### Task statement
Copy the whole listing verbatim.
[Opening Data records section]
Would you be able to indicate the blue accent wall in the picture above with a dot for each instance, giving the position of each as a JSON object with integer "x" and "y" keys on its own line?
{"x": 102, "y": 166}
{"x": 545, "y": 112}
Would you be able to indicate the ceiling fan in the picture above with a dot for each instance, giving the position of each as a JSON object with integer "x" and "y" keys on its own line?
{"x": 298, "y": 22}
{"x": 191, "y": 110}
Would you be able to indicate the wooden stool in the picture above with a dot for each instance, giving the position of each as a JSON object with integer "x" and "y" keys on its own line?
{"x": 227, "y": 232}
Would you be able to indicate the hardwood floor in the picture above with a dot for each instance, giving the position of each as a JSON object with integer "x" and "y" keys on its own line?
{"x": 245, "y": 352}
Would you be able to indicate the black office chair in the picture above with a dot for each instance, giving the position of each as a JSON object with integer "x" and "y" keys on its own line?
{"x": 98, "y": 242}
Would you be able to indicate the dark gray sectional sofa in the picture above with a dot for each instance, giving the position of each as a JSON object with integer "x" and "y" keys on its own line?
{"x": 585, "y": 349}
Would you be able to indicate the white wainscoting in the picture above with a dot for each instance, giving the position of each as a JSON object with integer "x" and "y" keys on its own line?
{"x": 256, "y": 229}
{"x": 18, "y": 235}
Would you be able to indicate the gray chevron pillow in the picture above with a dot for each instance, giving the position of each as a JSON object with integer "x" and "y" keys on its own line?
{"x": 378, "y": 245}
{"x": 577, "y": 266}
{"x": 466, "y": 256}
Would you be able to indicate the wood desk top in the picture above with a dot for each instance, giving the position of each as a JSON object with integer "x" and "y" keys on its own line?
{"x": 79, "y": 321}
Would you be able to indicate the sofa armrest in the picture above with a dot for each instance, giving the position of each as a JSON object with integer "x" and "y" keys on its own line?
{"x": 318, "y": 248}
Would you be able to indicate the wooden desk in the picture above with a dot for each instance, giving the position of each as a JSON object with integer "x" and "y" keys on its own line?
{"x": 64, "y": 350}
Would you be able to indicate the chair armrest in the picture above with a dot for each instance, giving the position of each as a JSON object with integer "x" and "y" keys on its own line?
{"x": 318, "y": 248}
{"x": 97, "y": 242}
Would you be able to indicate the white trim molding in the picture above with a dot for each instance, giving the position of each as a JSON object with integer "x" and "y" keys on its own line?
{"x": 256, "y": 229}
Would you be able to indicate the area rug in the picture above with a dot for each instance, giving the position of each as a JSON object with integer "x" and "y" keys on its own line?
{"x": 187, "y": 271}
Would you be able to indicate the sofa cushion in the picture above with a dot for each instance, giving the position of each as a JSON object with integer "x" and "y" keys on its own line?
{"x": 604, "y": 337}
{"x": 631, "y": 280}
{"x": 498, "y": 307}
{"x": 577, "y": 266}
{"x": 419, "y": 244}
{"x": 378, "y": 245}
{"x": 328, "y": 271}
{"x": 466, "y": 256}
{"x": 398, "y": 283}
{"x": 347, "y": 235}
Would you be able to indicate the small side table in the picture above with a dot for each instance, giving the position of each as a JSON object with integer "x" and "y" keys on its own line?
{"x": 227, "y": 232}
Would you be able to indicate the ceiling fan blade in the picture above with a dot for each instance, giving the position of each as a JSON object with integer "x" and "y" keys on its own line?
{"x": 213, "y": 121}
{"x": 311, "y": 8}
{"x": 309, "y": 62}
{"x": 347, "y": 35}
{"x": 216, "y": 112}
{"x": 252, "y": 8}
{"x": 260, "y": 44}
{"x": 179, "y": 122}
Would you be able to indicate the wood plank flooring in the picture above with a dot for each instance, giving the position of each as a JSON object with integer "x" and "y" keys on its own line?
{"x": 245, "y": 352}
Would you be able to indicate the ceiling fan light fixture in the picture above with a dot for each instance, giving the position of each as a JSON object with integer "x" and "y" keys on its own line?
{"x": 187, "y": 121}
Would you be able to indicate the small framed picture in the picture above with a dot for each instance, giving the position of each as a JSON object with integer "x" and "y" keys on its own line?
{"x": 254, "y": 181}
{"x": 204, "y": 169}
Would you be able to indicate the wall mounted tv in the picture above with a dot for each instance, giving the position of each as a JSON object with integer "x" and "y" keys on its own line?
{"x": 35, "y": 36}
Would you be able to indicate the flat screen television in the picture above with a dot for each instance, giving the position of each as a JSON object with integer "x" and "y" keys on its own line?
[Closing Data records section]
### Result of the exercise
Would you be able to indicate the blue accent wall in the picture above with a dot for each instance, giving the position of each as a JSON object with integer "x" and "y" keys on its own line?
{"x": 102, "y": 166}
{"x": 545, "y": 112}
Would you be able to indicate the ceiling fan in the picture above with a dot for each instance, giving the position of each as a JSON object with integer "x" and "y" keys on its own line?
{"x": 298, "y": 22}
{"x": 191, "y": 110}
Would you be able to indicate the wooden stool in the picture above with a dot for each instance, giving the position of each as a JSON object with integer "x" and "y" keys on its own line?
{"x": 227, "y": 232}
Would you be able to indicate the hardwood floor in the picture above with a dot for each instance, giving the position of each as a JSON object with integer "x" and "y" keys on its own line?
{"x": 245, "y": 352}
Would you be able to indicate the black office chair in the picture above with a dot for each instance, giving the position of each as a JSON object with integer "x" and "y" keys on its own line?
{"x": 98, "y": 242}
Would you be able to indicate the dark gray sectional sofa in the picture above with a dot for each instance, giving the position of each as a JSON object with integer "x" and "y" keys on its own line?
{"x": 585, "y": 349}
Would you be able to indicate the white wainscoting in the picture above with a dot for each instance, giving the position of each as a JSON object with integer "x" and "y" keys on its own line?
{"x": 256, "y": 229}
{"x": 18, "y": 235}
Would you be able to indicate the gray chevron pillow in the picture above with a dot for each instance, giving the position of each as a JSON object with integer "x" and "y" keys on its own line?
{"x": 378, "y": 245}
{"x": 577, "y": 266}
{"x": 466, "y": 256}
Would you be able to indicate the wood desk top in the picture above with a dot for each instance, giving the position of each as a JSON object with integer "x" and "y" keys on its own line?
{"x": 79, "y": 321}
Would you be able to indicate the sofa armrest in the picture above with a dot for each instance, giving the position of each as a JSON object with integer "x" and "y" keys on its own line?
{"x": 318, "y": 248}
Would you be able to indicate the wooden desk in the picture above with a dot for each instance, giving the position of each as a JSON object with integer "x" and "y" keys on its own line?
{"x": 64, "y": 350}
Would you be able to indicate the chair armrest in the picture above with a dot for each instance, giving the position of each as a JSON object with integer "x" and "y" keys on its own line?
{"x": 318, "y": 248}
{"x": 97, "y": 242}
Would you be able to indicate the white trim molding in the picture above with a dot for each instance, giving the position of each as a JSON object with integer "x" and "y" keys on its own line?
{"x": 256, "y": 229}
Would you be able to indicate the area rug in the picture above with a dot for each instance, giving the position of each as a JSON object with integer "x" and "y" keys on its own line?
{"x": 187, "y": 271}
Would you be able to indicate the sofa cushion in the picture above with a dot for each instance, giving the position of each as a JSON object with integer "x" and "y" keys on its own line?
{"x": 604, "y": 337}
{"x": 631, "y": 280}
{"x": 498, "y": 307}
{"x": 577, "y": 266}
{"x": 419, "y": 244}
{"x": 378, "y": 245}
{"x": 328, "y": 271}
{"x": 466, "y": 256}
{"x": 398, "y": 283}
{"x": 347, "y": 235}
Would you be able to indicate the small side table in the picture above with a dot for each instance, giving the position of each as a JSON object with integer "x" and "y" keys on its own line?
{"x": 227, "y": 232}
Would you be able to indicate the ceiling fan blade in the picture above with a dot for each instance, giving the position of each as a JSON object with integer "x" and "y" keys on its own line?
{"x": 213, "y": 121}
{"x": 311, "y": 8}
{"x": 309, "y": 62}
{"x": 347, "y": 35}
{"x": 216, "y": 112}
{"x": 252, "y": 8}
{"x": 260, "y": 44}
{"x": 179, "y": 122}
Would you be able to indicate the wood plank flooring in the picture above with a dot for each instance, giving the position of each as a JSON object with integer "x" and "y" keys on its own line?
{"x": 245, "y": 352}
Would you be able to indicate the ceiling fan light fixture in the picture above with a dot for each instance, giving the position of each as a JSON object with integer "x" and "y" keys on its own line?
{"x": 187, "y": 121}
Would you be able to indicate the small framed picture in the picture above with a dot for each instance, giving the position of each as a JSON object with integer "x" and "y" keys on its own line?
{"x": 254, "y": 181}
{"x": 204, "y": 169}
Would you be able to indicate the wall mounted tv in the picture above with a dot for each instance, giving the position of each as a JSON object with integer "x" and "y" keys on its own line?
{"x": 35, "y": 36}
Would you be able to indicate the flat screen television in the picture above with a dot for each instance, giving the position of each as a JSON object with integer "x" and "y" keys on its own line?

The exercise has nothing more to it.